Could you print, unchanged, the lines below, starting at the line that contains "large water droplet using the picture above." and ending with the final line?

Start of Data to process

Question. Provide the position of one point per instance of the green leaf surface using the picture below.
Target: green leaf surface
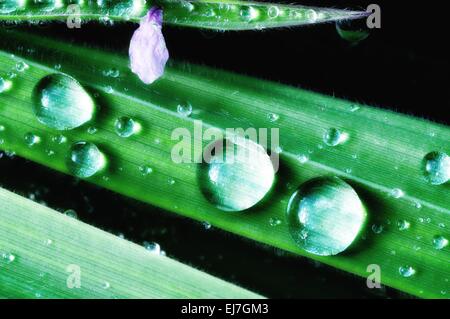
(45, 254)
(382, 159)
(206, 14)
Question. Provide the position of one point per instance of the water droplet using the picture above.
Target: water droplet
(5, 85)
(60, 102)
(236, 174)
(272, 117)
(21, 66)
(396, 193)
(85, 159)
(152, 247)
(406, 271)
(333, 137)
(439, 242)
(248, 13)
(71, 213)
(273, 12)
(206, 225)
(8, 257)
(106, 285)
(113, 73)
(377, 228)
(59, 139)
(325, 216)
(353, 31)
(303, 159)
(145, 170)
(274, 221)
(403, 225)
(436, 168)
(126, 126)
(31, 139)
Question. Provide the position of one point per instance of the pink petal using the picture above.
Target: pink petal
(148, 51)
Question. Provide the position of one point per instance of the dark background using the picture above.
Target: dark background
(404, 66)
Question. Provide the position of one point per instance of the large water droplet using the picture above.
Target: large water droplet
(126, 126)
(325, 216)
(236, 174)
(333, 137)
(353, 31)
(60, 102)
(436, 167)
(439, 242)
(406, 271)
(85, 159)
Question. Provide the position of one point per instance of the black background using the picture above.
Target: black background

End of Data to process

Full response —
Question. Provide the position of one point per instance of the large water droplet using the picture above.
Target: large water droplet
(126, 126)
(325, 216)
(236, 174)
(333, 137)
(353, 31)
(60, 102)
(436, 167)
(439, 242)
(406, 271)
(85, 159)
Question. Provide the position of one point per instance of the black background using the picture above.
Target: black background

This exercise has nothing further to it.